> **Required action**
Wherever the word "wooden" occurs in the lines below, copy the whole line.

> **Information shown**
*-*-*

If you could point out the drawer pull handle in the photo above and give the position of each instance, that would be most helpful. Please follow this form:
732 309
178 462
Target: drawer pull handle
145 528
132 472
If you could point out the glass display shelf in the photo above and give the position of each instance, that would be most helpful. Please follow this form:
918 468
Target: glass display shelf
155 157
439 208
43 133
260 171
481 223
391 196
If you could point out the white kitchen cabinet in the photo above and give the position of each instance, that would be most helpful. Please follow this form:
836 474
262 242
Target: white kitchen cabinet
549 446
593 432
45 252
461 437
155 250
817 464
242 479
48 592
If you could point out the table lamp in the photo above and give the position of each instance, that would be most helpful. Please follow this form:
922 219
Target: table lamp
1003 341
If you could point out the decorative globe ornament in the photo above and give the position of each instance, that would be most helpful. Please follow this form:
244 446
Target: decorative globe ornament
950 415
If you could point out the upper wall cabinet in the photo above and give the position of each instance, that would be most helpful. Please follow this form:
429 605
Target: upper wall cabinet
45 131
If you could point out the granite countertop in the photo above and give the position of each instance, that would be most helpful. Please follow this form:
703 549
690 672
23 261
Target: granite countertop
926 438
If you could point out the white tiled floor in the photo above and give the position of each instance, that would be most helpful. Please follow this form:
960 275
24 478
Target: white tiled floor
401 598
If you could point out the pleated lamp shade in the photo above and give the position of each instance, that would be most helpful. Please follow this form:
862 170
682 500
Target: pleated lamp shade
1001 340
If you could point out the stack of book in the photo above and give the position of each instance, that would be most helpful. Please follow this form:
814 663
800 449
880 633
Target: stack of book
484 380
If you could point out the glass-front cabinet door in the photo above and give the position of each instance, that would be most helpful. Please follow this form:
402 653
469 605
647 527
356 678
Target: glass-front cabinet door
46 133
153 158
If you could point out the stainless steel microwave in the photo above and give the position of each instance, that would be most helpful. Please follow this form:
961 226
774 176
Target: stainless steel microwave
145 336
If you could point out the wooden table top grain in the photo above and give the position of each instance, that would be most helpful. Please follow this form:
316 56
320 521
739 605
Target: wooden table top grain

*-*-*

> **Answer space**
If you could point out the wooden table top grain in the photo above and give the position of each instance, that would be most helpful. Please follow this form:
Target: wooden table top grain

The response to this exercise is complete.